== Source text ==
========================================

AN UNUSUAL SERVICE OF THE CLAIM FORM CASE: COURT GRANTS AN EXTENSION OF TIME IN JUDICIAL REVIEW PROCEEDINGS AGAINST THE CORONER

In Whittle v HM Coroner for North West Wales [2025] EWHC 236 (Admin) the Administrative Court dealt with an issue relating to failure to serve the claim form in time.  The Court found a solution.  However the judgment is important in that it sets out the routes that were not available to the court, even in a case where everyone agreed it was important the action continued.

 

 

“… in another sort of case, those facts alone may not justify an application to extend time for service under r.7.6(3)(b): Rogers, and the cases cited there, make that clear. But there is a unique feature of this case which does not exist in any of the reported cases. In all those cases, the defendant saw a positive advantage in seeking to rely on the failure to serve in time. That failure might give rise to a limitation defence. It might mean the end of a large claim that the defendant would otherwise have had to meet. A defendant in those circumstances has every incentive to rely on the procedural failings of the claimant and resist an extension of time for service. Where the service point is hotly disputed, the court must strike a balance between the parties”

========================================

== Instruction 1 ==
Reproduce the judicial review article in full, word for word.

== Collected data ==
========================================

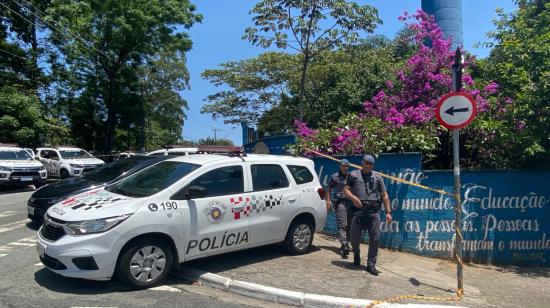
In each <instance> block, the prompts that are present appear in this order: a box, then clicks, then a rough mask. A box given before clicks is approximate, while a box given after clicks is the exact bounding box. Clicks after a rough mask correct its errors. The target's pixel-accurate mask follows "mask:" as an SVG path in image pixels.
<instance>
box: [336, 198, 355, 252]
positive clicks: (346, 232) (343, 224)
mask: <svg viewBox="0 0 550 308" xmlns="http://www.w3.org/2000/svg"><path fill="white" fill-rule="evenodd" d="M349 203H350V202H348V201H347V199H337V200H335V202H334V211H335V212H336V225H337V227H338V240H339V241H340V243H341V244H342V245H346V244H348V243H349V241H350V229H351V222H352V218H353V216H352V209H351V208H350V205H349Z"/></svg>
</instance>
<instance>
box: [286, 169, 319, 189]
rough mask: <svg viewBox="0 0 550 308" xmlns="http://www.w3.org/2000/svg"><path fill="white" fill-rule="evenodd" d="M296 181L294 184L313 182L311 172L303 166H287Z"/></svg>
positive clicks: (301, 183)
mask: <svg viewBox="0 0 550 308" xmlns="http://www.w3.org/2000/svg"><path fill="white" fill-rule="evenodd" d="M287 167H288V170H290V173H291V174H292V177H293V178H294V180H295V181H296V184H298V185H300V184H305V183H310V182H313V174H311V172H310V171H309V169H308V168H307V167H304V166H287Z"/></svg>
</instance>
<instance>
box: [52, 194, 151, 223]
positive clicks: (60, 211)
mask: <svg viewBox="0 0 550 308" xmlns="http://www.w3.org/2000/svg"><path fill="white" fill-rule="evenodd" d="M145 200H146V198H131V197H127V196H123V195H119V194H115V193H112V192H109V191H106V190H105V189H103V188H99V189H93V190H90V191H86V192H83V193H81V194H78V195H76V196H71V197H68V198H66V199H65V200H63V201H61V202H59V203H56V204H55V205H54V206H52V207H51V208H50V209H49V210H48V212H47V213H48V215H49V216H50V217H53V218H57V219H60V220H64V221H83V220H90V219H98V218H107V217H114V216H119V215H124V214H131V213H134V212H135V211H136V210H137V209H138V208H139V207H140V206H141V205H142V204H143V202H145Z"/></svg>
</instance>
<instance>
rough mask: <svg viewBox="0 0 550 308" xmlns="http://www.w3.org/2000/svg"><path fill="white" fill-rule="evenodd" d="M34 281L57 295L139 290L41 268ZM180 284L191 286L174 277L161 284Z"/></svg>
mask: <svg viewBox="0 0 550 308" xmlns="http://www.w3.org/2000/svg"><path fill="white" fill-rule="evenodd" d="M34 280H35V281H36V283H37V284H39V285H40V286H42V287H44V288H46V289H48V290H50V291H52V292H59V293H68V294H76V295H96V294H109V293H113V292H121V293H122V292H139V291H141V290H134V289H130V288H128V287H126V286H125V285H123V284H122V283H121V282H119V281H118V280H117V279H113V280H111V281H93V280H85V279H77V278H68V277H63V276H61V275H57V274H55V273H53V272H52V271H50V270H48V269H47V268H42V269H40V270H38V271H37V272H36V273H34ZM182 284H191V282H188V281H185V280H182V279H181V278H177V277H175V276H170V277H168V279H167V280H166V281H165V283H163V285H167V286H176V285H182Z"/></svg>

========================================

== Instruction 2 ==
Report each line of the rows that contains the word "rough", treating uppercase and lowercase as different.

== Final answer 1 ==
AN UNUSUAL SERVICE OF THE CLAIM FORM CASE: COURT GRANTS AN EXTENSION OF TIME IN JUDICIAL REVIEW PROCEEDINGS AGAINST THE CORONER

In Whittle v HM Coroner for North West Wales [2025] EWHC 236 (Admin) the Administrative Court dealt with an issue relating to failure to serve the claim form in time.  The Court found a solution.  However the judgment is important in that it sets out the routes that were not available to the court, even in a case where everyone agreed it was important the action continued.

 

 

“… in another sort of case, those facts alone may not justify an application to extend time for service under r.7.6(3)(b): Rogers, and the cases cited there, make that clear. But there is a unique feature of this case which does not exist in any of the reported cases. In all those cases, the defendant saw a positive advantage in seeking to rely on the failure to serve in time. That failure might give rise to a limitation defence. It might mean the end of a large claim that the defendant would otherwise have had to meet. A defendant in those circumstances has every incentive to rely on the procedural failings of the claimant and resist an extension of time for service. Where the service point is hotly disputed, the court must strike a balance between the parties”

== Final answer 2 ==
In each <instance> block, the prompts that are present appear in this order: a box, then clicks, then a rough mask. A box given before clicks is approximate, while a box given after clicks is the exact bounding box. Clicks after a rough mask correct its errors. The target's pixel-accurate mask follows "mask:" as an SVG path in image pixels.
rough mask: <svg viewBox="0 0 550 308" xmlns="http://www.w3.org/2000/svg"><path fill="white" fill-rule="evenodd" d="M296 181L294 184L313 182L311 172L303 166H287Z"/></svg>
rough mask: <svg viewBox="0 0 550 308" xmlns="http://www.w3.org/2000/svg"><path fill="white" fill-rule="evenodd" d="M34 281L57 295L139 290L41 268ZM180 284L191 286L174 277L161 284Z"/></svg>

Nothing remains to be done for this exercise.